*WRITTEN INSTRUCTION*.
The page below explains the line where two planes intersect. List every field or application it names as a place where plane intersections matter or the concept often appears.

*PAGE TEXT*.

Line Of Intersection Of Two Planes Calculator

Line of Intersection of Two Planes

Find the direction vector and parametric equations for the line formed by two intersecting planes.

Last updated: April 2026 | By Patchworkr Team

Plane Equations

a₁
b₁
c₁
d₁
a₂
b₂
c₂
d₂
Enter plane coefficients and click Calculate

What is the Line of Intersection?

When two non-parallel planes intersect in three-dimensional space, they form a straight line. This line of intersection is defined by a direction vector (indicating which way the line goes) and a point through which it passes. The direction vector is perpendicular to the normal vectors of both planes, found by taking the cross product of the two plane normal vectors. In 3D geometry, understanding plane intersections is essential for solving problems in engineering, computer graphics, and solid geometry where spatial relationships must be precisely calculated.

The equation of the intersection line can be expressed in parametric form: x = x₀ + at, y = y₀ + bt, z = z₀ + ct, where (x₀, y₀, z₀) is a point on the line and (a, b, c) is the direction vector. The direction vector is computed using the cross product of the normal vectors: n₃ = n₁ × n₂. This fundamental concept bridges plane geometry and line geometry, and appears frequently in computer-aided design, robotics path planning, and 3D computer vision applications.

How to Find the Intersection

1

Write Both Plane Equations

For each plane, write it in standard form a₁x + b₁y + c₁z = d₁ and a₂x + b₂y + c₂z = d₂. Extract the normal vectors n₁ = ⟨a₁, b₁, c₁⟩ and n₂ = ⟨a₂, b₂, c₂⟩.

Why: The normal vectors encode the plane orientation directly. Without explicit normal vectors, computing the intersection direction is impossible.

2

Compute the Cross Product

Calculate n₃ = n₁ × n₂. This gives the direction vector of the intersection line. The cross product is perpendicular to both normal vectors.

*DATASET CONTENT*.
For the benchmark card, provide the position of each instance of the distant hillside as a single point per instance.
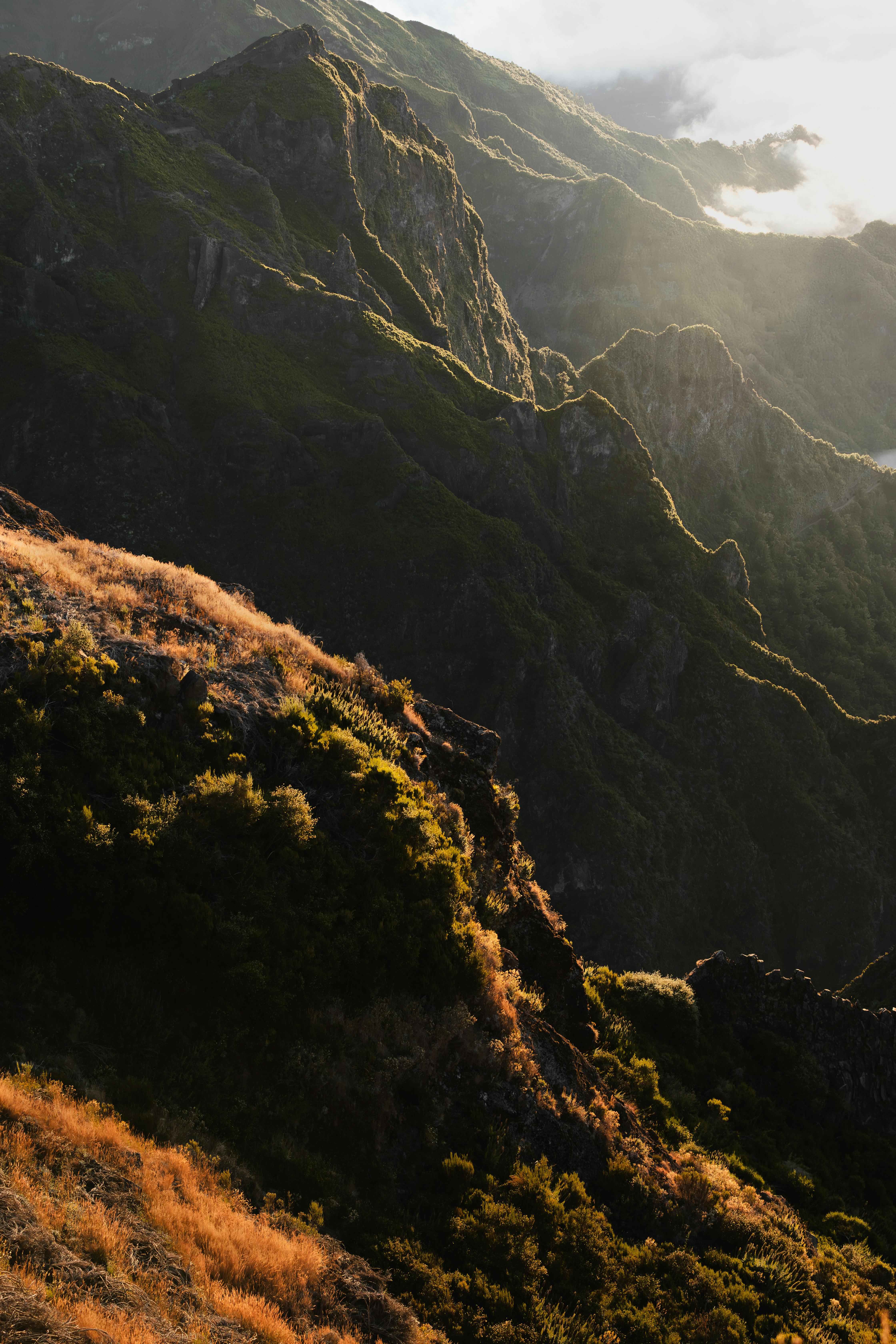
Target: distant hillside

*THE ANSWER*.
- Engineering
- Computer graphics
- Solid geometry
- Computer-aided design
- Robotics path planning
- 3D computer vision applications